I am failing to see the line between good character and a sense of honor. I see a sense of honor as part and parcel of good character when exercised appropriately. Standing by my beliefs and values for MYSELF is a great thing. Setting them upon someone else is not. My job in seeking a partner is to find someone with whom I share most, if not all, the same core values and beliefs. Our actually belief SYSTEMS may vary (or not), but if we are arriving at holding the same things as precious, then it really matters little how we each got there insomuch as being partners goes.

I happily share what I value and believe with those who either ask or with whom the matter comes up in some other form. If it so happens that they have merit with the other person who may have previously not shared in them, that's great. If not, it may be an area of debate or demonstration, but I am not willing to coerce someone into accepting them. If I do, then they really have not taken on those beliefs and values for themselves. They still believe as the did before, but simply practice what will not bring about negative consequences from me. That is wholly unsatisfying to me. I would much rather put in the hard work to develop the kind of relationship with someone that may convince them of my ways, but not judge them or force anything upon them. I prefer my matters of honor to be taken up willingly, kind of like how I want to have or give submission. It is garbage without that conscious act of will.

BRIEF 1:
Write out the passage on honor and character word for word, from "I am failing" to "being partners goes.", inclusive.

SUPPLIED MATERIAL:
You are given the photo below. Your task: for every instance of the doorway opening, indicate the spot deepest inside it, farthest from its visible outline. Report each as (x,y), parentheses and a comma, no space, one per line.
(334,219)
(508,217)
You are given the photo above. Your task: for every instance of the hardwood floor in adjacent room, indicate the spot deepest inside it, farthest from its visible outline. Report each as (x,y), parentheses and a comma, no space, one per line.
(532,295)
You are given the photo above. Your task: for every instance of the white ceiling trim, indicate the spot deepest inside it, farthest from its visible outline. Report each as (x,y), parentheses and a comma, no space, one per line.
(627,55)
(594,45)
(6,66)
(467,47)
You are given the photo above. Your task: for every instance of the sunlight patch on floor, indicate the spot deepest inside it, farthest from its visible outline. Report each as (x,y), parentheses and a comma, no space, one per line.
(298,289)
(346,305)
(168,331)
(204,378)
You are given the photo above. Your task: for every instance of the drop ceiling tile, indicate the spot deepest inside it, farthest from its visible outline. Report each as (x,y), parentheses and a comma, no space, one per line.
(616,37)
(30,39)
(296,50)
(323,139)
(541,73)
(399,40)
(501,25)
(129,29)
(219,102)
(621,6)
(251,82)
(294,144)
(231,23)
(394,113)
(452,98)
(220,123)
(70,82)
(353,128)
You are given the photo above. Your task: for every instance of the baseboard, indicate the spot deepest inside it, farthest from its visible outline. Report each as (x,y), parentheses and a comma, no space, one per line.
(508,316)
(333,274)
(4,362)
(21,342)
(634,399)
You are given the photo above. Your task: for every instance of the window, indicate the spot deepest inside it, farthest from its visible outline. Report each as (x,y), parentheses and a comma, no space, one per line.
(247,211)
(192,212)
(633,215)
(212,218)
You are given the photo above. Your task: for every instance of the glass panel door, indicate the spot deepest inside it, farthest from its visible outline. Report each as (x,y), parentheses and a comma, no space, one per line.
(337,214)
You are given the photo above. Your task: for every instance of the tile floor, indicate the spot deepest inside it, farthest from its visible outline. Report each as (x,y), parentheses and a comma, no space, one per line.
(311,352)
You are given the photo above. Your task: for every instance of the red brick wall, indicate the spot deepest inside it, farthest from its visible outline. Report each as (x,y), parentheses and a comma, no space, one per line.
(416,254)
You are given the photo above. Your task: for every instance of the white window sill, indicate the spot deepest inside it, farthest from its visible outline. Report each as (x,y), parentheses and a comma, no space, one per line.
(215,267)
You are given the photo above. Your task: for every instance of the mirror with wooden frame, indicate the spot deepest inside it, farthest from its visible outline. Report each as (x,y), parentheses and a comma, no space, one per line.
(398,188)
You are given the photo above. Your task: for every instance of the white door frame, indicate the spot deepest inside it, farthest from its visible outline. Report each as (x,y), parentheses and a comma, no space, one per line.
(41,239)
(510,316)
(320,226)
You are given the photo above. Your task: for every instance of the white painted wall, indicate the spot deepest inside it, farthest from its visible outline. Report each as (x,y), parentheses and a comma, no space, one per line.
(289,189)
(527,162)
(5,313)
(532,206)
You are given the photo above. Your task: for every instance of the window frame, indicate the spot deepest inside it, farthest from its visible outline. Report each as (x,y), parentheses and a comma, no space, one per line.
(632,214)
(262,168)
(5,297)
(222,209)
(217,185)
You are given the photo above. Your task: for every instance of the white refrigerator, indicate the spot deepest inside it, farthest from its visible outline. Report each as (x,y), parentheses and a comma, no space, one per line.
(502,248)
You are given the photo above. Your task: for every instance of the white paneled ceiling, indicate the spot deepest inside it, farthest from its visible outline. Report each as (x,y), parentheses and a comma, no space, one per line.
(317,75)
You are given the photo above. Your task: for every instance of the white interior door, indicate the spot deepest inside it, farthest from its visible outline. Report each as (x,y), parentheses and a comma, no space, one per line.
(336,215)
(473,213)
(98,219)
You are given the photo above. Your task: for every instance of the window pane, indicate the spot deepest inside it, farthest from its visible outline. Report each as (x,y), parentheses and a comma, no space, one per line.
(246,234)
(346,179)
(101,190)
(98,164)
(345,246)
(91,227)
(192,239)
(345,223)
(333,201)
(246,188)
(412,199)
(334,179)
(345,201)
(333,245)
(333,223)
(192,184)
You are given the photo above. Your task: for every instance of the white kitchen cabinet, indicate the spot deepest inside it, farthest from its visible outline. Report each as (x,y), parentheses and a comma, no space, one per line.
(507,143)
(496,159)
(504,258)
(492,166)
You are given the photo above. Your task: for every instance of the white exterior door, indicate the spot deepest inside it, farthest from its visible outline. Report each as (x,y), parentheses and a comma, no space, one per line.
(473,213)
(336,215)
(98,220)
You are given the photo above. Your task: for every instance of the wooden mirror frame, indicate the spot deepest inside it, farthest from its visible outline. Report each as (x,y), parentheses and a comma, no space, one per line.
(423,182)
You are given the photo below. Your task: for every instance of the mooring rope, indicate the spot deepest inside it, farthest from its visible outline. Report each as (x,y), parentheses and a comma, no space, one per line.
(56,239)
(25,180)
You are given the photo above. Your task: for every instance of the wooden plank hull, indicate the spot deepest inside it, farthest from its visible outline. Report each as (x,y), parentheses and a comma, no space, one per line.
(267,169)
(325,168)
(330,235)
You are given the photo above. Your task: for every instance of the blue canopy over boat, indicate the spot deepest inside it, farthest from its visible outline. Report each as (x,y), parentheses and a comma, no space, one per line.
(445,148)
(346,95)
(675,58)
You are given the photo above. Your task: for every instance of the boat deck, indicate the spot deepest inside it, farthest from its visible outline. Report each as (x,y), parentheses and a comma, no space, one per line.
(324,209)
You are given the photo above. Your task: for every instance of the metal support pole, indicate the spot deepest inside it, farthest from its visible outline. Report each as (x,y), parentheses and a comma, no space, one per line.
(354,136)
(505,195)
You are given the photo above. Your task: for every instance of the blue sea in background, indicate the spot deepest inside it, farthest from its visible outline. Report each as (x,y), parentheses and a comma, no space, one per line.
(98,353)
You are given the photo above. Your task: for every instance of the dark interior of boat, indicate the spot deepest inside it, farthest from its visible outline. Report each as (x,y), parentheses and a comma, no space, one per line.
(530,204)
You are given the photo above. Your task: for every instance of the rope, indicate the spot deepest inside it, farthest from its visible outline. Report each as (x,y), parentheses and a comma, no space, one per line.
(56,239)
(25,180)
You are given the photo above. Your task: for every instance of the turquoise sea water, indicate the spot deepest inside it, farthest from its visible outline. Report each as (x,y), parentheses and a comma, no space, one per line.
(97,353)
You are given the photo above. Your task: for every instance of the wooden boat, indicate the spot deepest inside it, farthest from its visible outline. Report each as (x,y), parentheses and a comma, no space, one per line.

BRIEF 2:
Report each line of the entries that contains the string "blue".

WORKED SOLUTION 1:
I am failing to see the line between good character and a sense of honor. I see a sense of honor as part and parcel of good character when exercised appropriately. Standing by my beliefs and values for MYSELF is a great thing. Setting them upon someone else is not. My job in seeking a partner is to find someone with whom I share most, if not all, the same core values and beliefs. Our actually belief SYSTEMS may vary (or not), but if we are arriving at holding the same things as precious, then it really matters little how we each got there insomuch as being partners goes.

WORKED SOLUTION 2:
You are given the photo above. Your task: for every instance of the blue canopy over boat, indicate the spot deepest inside it, farthest from its visible outline. Report each as (x,y), parentheses and a comma, no space, one per line.
You are given the photo above. Your task: for every instance of the blue sea in background, indicate the spot deepest inside it, farthest from its visible outline. Report each as (x,y), parentheses and a comma, no space, one per line.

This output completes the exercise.